### DATA FOR THE TASK
* * * * *

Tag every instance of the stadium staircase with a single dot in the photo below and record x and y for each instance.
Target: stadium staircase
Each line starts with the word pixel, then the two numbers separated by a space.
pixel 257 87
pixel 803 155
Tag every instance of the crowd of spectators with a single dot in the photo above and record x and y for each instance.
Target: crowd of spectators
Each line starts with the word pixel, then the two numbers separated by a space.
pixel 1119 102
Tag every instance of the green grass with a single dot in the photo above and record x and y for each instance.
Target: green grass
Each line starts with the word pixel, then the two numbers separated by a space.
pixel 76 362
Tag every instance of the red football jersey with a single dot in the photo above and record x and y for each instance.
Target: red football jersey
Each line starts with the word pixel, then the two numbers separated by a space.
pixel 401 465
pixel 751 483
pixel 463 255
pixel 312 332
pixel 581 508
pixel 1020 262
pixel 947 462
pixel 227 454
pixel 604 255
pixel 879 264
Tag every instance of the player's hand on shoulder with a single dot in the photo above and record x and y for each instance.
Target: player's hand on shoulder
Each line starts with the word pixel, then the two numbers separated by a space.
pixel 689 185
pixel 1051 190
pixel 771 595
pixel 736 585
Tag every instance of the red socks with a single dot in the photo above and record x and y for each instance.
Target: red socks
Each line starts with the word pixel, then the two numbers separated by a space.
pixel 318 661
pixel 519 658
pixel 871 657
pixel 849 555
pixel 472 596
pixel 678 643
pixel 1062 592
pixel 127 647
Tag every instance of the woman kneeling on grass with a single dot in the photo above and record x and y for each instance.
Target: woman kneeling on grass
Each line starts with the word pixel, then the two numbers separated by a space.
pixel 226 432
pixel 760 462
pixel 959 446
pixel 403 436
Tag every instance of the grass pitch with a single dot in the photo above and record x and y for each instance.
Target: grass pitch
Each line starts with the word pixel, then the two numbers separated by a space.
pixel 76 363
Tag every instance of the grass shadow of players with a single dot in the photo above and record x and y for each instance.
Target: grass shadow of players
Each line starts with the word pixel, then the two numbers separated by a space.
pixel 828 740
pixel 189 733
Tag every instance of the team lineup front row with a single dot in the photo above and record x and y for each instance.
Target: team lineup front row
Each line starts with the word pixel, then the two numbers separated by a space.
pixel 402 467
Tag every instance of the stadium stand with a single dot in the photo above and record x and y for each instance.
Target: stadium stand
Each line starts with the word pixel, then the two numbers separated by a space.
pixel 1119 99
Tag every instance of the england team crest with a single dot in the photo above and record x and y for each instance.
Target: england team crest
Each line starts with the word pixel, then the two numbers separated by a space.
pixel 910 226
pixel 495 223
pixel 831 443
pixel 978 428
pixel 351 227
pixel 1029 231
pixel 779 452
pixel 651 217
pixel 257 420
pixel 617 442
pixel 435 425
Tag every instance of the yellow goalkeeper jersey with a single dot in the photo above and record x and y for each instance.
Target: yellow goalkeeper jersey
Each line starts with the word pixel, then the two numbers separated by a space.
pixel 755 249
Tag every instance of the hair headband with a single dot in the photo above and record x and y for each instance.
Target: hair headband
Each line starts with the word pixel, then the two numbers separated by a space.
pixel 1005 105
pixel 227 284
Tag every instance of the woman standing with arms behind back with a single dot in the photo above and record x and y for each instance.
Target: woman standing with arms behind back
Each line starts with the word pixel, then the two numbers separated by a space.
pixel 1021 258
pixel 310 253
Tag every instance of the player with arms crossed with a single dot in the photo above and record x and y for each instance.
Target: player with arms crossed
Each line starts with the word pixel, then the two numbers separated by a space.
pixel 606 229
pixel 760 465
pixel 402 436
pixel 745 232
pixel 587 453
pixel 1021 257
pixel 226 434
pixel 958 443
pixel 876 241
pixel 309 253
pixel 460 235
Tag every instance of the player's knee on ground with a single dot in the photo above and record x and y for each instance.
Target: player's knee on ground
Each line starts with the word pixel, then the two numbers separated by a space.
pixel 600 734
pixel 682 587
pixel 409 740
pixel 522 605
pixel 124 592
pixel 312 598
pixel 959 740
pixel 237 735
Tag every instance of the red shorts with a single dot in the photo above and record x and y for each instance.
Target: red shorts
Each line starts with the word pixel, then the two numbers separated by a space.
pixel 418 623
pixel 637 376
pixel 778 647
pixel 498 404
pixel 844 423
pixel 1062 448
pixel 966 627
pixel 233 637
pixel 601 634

* * * * *

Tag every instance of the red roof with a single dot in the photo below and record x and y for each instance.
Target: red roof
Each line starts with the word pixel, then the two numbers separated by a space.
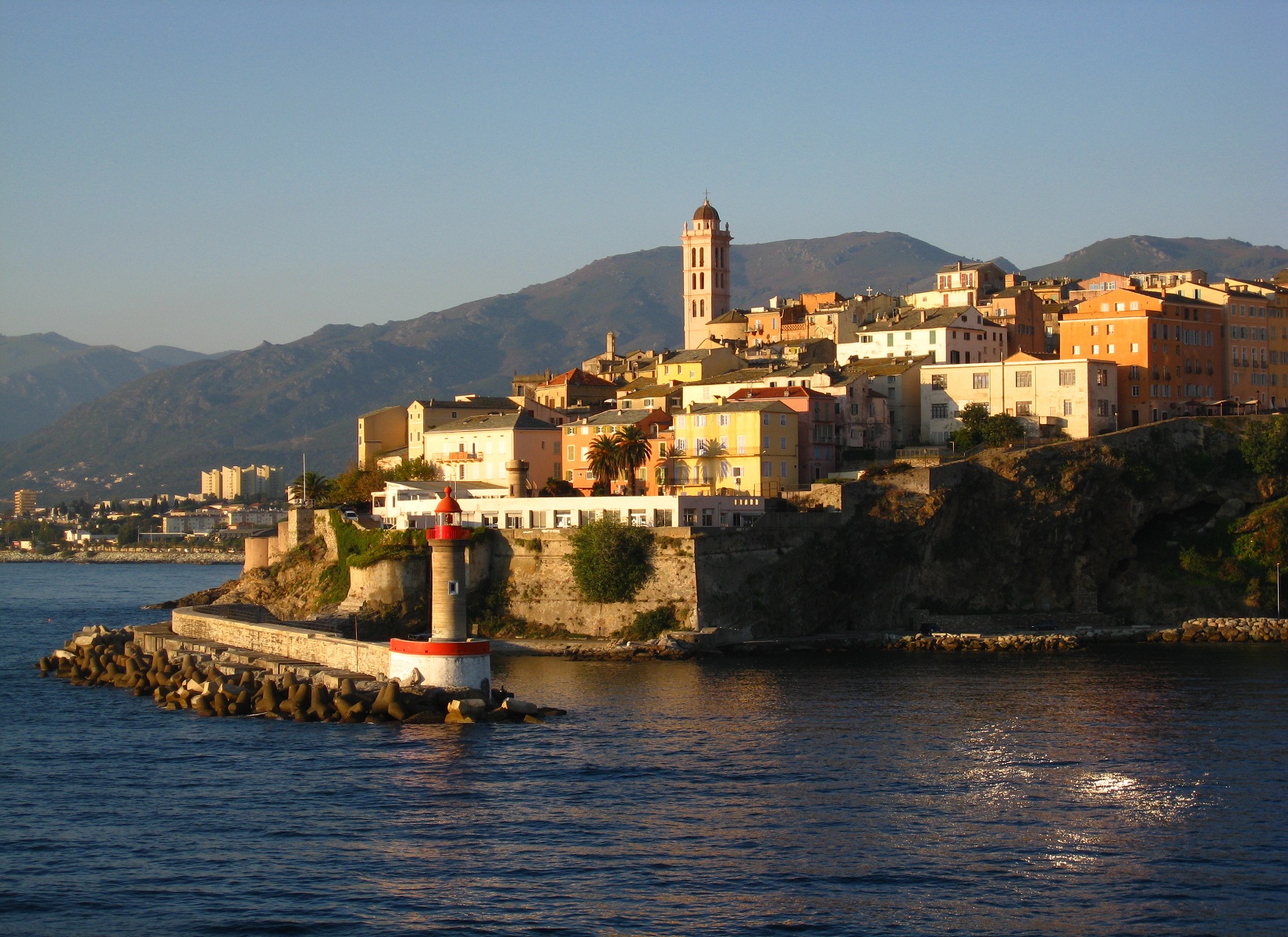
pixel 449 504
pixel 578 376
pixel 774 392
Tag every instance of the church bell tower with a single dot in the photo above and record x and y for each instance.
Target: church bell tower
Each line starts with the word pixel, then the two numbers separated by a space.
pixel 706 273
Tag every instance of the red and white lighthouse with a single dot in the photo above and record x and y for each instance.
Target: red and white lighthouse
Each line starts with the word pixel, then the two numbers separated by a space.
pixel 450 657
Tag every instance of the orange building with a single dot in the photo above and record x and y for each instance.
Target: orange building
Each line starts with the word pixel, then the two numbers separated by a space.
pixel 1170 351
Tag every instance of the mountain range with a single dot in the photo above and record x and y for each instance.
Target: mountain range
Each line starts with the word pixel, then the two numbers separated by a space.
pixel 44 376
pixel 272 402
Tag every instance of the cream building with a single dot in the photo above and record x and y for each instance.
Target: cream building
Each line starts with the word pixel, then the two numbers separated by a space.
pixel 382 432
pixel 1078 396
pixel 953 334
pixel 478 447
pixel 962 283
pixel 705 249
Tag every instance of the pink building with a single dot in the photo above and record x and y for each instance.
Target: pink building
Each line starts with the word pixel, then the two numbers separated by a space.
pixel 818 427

* * * * *

### INSTRUCTIONS TO FOLLOW
Give again exactly, and only, the lines above starting at the one with "Tag every instance of the stadium staircase" and ending at the one with "Target: player's hand on shoulder".

### ANSWER SECTION
Tag every instance of the stadium staircase with a single dot in the photo below and record x and y for each instance.
Target: stadium staircase
Each line starts with the word pixel, then the two numbers separated by a space.
pixel 257 87
pixel 803 155
Tag every instance of the crowd of spectators with a single dot in the photo above and record x and y for each instance.
Target: crowd of spectators
Each line starts with the word pixel, then the two numbers separated by a space.
pixel 1119 102
Tag every instance of the green grass with a single dot in the photo above and record x and y for each instance.
Target: green grass
Each line starts with the word pixel, then the two numbers separated by a space.
pixel 76 362
Tag every instance of the red football jersey with a single dot in the photo above and record x and y for each instance.
Target: red football jersey
Each line starts with the word pixel, then the two numbers separated by a space.
pixel 401 465
pixel 751 483
pixel 463 255
pixel 312 332
pixel 581 508
pixel 1020 262
pixel 947 462
pixel 227 454
pixel 604 255
pixel 879 264
Tag every instance of the player's hand on shoulder with a single dot in the photo above and record x and y for each instance.
Target: player's hand on shoulder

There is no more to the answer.